Extract provided>
The houses in which these patients were domiciled were all, even the most humble ones, of comfortable capacity, light, airy, cheerful, and well kept. Our general impression was that in some cases larger or better-ventilated rooms might be desired for the indigent patients, but that there was a general tendency toward improvement; and that this. will come in time, by the force of circumstances, without its being necessary to make special new regulations. The clothing of the patients appeared sufficient and suitable; and their food was evidently nothing else than the food of the family. It would be exaggeration to say that perfection has been reached at Gheel, or that the medical organization and surveillance are all that they should be. Criticism is not out of place there, and there is room for reform. That very great improvements have been made during the last thirty years may be attested by reviewing the debates that have taken place in the Belgian Chambers, since 1850, concerning the condition of the colony. In one of the later discussions, M. Vleminckx said—and his remarks apply to the present condition: "Can any one mention an establishment that combines all the advantages to be found at Gheel? There is none such, and there can not be, for it is not enough to say, we will go somewhere and get so many acres and establish a new colony. No, no, more is needed than that. To make a colony like that of Gheel, we must have inhabitants like those of that place, who will not object to living a family life with lunatics, and who have accustomed themselves to such a life from generation to generation for hundreds of years."
Dr. Peeters, who is thoroughly acquainted with the colony and its needs, declare that no fundamental modifications are required. The system has worked for several centuries without trouble; and only minute improvements are wanted here and there in the machine as a whole. The most important matter is to increase the number of guards, who would now be wholly insufficient in case of any emergency. The medical service also should be assured a sufficient compensation to justify the doctors in giving up everything else, to devote themselves wholly to their duties here.
The principle that rules at Gheel is certainly more humane than any that prevails in close asylums, but it is applicable only to particular forms of mental alienation. Provided the patients to be sent there are judiciously selected, the possible inconveniences and abuses of the family régime are a small matter compared with the advantages which the lunatics may derive from it. Possibly some of the existing little abuses will never wholly disappear; but do not and will not such abuses exist everywhere? What great wrongs can exist there, in a colony exposed to all eyes, where ten thousand inhabitants are directly or indirectly interested in its good reputation? The colony has been developing for centuries. Let the modifications in detail suggested by science, by experience, by the desire to increase the safety and comfort of the patients, be applied to it. Nothing can be better or more humane than that; but such improvements need not touch the principle of family treatment.—Translated for the Popular Science Monthly from the Revue des Deux Mondes.

(Natural-language object grounding data)
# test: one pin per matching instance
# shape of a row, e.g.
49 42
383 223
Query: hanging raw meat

==

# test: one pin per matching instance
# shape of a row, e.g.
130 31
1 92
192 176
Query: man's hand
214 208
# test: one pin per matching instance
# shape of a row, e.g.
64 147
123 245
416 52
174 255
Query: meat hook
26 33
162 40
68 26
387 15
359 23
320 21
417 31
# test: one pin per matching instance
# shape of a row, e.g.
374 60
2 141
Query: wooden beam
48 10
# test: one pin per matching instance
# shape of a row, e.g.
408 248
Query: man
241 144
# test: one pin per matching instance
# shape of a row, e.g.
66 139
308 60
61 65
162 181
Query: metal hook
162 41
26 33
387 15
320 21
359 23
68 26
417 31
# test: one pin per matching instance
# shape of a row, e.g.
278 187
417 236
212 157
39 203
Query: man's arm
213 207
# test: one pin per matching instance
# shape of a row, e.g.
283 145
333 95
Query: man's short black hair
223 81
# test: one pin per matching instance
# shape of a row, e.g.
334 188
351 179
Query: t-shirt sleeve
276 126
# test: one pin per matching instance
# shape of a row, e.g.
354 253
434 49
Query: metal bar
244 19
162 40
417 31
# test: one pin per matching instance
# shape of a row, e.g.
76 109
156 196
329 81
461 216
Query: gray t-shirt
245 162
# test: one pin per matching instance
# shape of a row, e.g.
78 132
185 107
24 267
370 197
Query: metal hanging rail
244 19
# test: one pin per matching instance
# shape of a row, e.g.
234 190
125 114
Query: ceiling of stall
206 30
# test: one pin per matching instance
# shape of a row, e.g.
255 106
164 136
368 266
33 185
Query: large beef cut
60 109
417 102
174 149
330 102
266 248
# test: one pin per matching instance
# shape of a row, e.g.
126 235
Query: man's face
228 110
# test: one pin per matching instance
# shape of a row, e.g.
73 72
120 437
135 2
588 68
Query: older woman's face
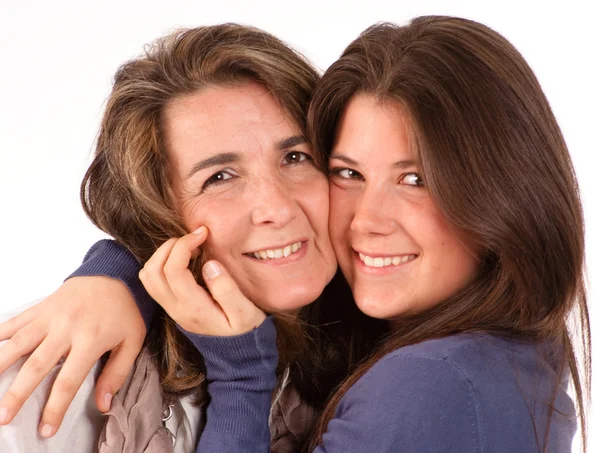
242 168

Required work>
A – From the text on the Gheel colony, list every quality its opening sentence gives for the houses where the patients lived.
B – Echo the stretch of the text on the Gheel colony from "Dr. Peeters, who" through "their duties here.".

Outputs for the tasks>
A –
of comfortable capacity
light
airy
cheerful
well kept

B –
Dr. Peeters, who is thoroughly acquainted with the colony and its needs, declare that no fundamental modifications are required. The system has worked for several centuries without trouble; and only minute improvements are wanted here and there in the machine as a whole. The most important matter is to increase the number of guards, who would now be wholly insufficient in case of any emergency. The medical service also should be assured a sufficient compensation to justify the doctors in giving up everything else, to devote themselves wholly to their duties here.